==== Quoted text ====

Instead he chose the infantry. Each year only one out of four thousand physically qualified young men joins the ranks of the Marine infantry, yet Ferkovich’s squad still reflected a cross-section of the nation. Of the twelve Marines, one was an immigrant applying for U.S. citizenship, one was African American, and four were Hispanic. Two came from self-described upper-middle-class homes; the rest were from working-class families. Ferkovich was an orphan, raised in foster homes. As diverse as they were, they had several traits in common. All had graduated from high school. All were volunteers. They had worked together as a team for over a year and were anxious to perform.

We asked them why they had chosen to join the Marines. They said that they wanted to do what was tough. Most mentioned they needed more discipline, and everyone knew what happens in Marine recruit depots: the drill instructors either shape you up or throw you out. Lance Corporal Answitz, twenty-four, had served in the Spetnatz, the Russian special forces, before emigrating to the United States. Spetnatz had pushed the recruits harder physically, he said, making them exercise in T-shirts in subzero weather, but the Corps was mentally tougher; those Marine drill instructors got inside your head.

A corporal mentioned a popular Super Bowl TV commercial, where a young guy climbs a mountain and fights a dragon with a sword. After slashing it in two, he turns into a Marine in dress blues. The others laughed, agreeing that was cool. Ray said that the commercial was about the transformation that takes place, as he put it, “when a lowly civilian earns the title Marine.” The men laughed.

I asked if the squad members bought that, saying I thought the commercial was over the top. Did they really like it? These macho young men hesitated to answer. Finally Ferkovich spoke up. “Absolutely, I believe it,” he said softly. The others then nodded or openly agreed in a variety of ways: “I’m different,” and “Back home, everyone says I’ve changed,” and “Yeah, I guess so.” We pulled on the thread a little more. “How about being an infantryman? Why did you choose that?” A couple said they didn’t choose, the Corps chose for them, but most indicated that they wanted to be infantrymen.

Once you decided to be a Marine, they agreed, you might as well be infantry–that’s the real Marine Corps. Only 15 percent of all Marines belonged to the infantry. Not many of their high school classmates had joined the military, and practically none were in the infantry. So being a Marine rifleman meant belonging to a small, exclusive club.

There were two squads assigned to seize the oil pumping station and the other squad leader, Cpl. Alejandro Garcia, nineteen, joined his friend Ferkovich for the final review. Garcia, as tall as Ferkovich, had a looser approach to life. He was from L.A. and on weekends drove there from the base to go dancing, he said, while “Ferk stays in the barracks and studies tactics.” The squad members nodded and laughed and Ferkovich, still serious, asked if we knew Colonel Boyd and about his theory.

==== Given records ====

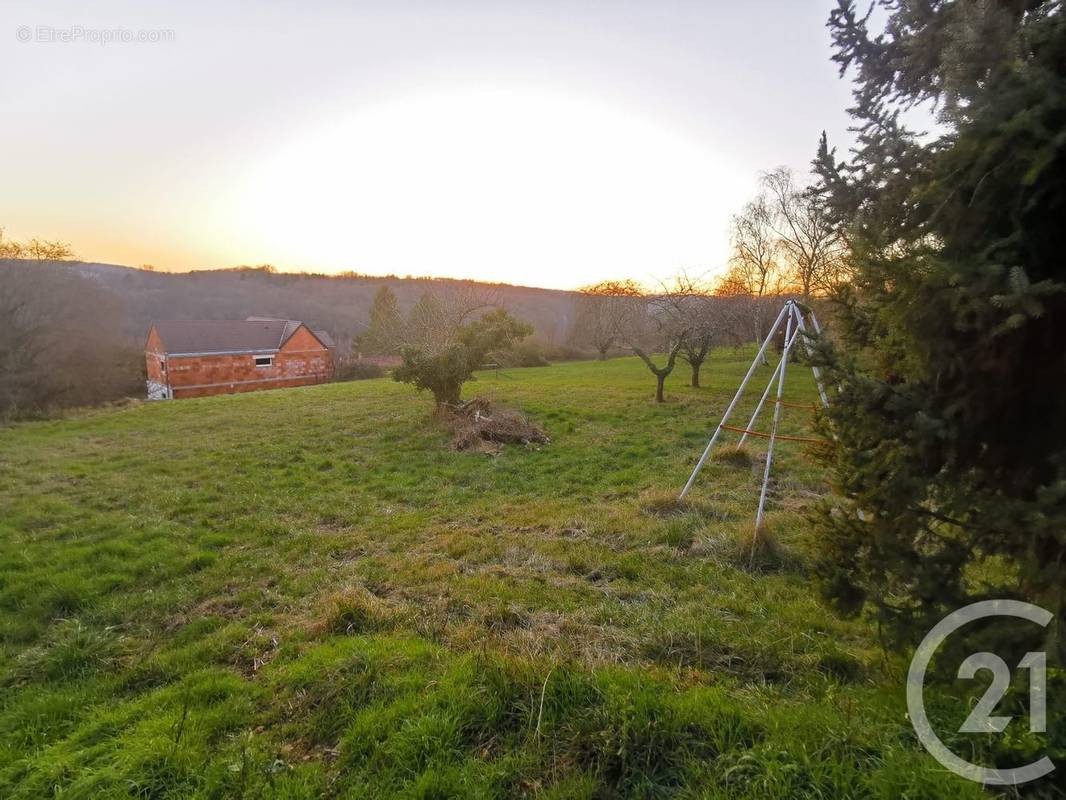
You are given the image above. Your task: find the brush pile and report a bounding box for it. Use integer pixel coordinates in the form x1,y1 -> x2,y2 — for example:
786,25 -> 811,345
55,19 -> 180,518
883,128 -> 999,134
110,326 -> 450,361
451,397 -> 550,454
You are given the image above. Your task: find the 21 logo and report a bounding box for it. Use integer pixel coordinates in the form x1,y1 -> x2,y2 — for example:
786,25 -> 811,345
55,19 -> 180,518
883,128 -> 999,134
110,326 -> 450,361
907,599 -> 1055,786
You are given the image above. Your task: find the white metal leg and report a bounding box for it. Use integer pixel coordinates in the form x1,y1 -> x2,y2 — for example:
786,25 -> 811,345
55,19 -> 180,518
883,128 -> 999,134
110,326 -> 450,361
678,300 -> 793,500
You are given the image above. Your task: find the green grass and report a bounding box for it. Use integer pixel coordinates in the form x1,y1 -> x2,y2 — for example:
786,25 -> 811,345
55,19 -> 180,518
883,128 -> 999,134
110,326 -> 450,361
0,350 -> 979,800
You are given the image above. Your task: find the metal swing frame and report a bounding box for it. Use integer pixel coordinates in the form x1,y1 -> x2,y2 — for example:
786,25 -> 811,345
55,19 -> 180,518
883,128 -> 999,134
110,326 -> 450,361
678,300 -> 829,530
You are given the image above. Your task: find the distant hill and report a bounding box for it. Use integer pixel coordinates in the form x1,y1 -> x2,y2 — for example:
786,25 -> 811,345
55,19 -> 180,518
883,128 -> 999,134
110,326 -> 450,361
22,261 -> 576,350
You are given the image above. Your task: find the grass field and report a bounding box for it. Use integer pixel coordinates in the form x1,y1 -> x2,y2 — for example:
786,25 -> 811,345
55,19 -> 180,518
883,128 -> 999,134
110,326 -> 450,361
0,350 -> 981,800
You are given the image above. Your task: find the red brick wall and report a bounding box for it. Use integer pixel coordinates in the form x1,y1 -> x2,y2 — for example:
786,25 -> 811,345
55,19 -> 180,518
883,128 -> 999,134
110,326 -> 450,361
145,327 -> 333,398
144,327 -> 166,383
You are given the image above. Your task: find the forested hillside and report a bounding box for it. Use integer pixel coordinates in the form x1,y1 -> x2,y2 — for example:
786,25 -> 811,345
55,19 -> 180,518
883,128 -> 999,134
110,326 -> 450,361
70,263 -> 575,349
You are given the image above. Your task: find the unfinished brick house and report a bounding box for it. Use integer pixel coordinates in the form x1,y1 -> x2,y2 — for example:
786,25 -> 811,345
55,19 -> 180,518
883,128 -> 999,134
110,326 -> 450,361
144,317 -> 334,400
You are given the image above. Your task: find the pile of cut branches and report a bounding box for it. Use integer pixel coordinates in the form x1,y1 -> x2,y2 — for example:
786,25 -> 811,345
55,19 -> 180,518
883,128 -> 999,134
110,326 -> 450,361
450,397 -> 549,454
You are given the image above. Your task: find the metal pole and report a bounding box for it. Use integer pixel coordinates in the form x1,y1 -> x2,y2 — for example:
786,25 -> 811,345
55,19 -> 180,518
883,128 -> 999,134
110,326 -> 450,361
753,307 -> 792,533
793,308 -> 829,407
737,310 -> 800,450
677,300 -> 792,500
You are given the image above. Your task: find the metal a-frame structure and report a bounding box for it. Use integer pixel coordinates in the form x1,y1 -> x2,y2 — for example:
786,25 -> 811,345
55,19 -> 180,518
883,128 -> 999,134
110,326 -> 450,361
678,300 -> 829,530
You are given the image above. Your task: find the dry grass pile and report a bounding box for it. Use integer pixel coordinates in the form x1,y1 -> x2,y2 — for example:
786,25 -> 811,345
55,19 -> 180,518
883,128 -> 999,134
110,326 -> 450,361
451,397 -> 550,453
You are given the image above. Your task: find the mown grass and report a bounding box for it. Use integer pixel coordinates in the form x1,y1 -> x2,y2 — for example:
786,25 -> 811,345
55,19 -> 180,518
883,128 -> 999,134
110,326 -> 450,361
0,350 -> 978,800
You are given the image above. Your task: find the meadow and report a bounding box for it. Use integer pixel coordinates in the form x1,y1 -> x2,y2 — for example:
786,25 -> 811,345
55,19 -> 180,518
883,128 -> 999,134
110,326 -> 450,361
0,356 -> 984,800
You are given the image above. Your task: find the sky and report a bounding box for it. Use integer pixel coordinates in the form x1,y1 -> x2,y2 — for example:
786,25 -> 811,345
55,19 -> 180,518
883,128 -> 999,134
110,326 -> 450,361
0,0 -> 850,288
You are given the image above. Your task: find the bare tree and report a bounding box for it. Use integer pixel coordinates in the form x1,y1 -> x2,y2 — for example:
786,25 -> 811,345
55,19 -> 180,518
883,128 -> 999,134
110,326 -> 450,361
762,166 -> 847,301
626,289 -> 690,403
0,262 -> 144,417
662,272 -> 722,388
0,228 -> 22,258
570,281 -> 643,361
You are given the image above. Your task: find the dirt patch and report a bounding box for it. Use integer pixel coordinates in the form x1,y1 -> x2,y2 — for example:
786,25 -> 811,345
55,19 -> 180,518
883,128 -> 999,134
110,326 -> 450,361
449,397 -> 550,455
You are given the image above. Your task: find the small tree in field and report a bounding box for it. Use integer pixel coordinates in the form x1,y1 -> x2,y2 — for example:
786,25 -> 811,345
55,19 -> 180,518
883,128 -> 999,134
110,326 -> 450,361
356,286 -> 404,355
570,281 -> 643,361
392,295 -> 533,411
663,273 -> 720,389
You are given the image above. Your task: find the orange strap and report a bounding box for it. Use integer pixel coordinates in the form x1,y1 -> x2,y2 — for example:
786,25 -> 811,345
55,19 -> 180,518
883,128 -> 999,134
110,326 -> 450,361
718,425 -> 829,445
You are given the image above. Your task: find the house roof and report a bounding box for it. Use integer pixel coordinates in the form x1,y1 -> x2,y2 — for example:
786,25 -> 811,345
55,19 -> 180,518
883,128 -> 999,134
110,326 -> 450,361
148,317 -> 328,355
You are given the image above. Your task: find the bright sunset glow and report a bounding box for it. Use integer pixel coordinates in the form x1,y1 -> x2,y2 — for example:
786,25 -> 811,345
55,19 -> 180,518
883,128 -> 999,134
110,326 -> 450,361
0,0 -> 847,288
226,90 -> 750,288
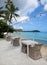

====

Given request:
In the passage about Ferkovich's squad, where had Lance Corporal Answitz served before he moved to the United States? The lines aren't needed for this.

Solution to this exercise:
In the Spetnatz, the Russian special forces.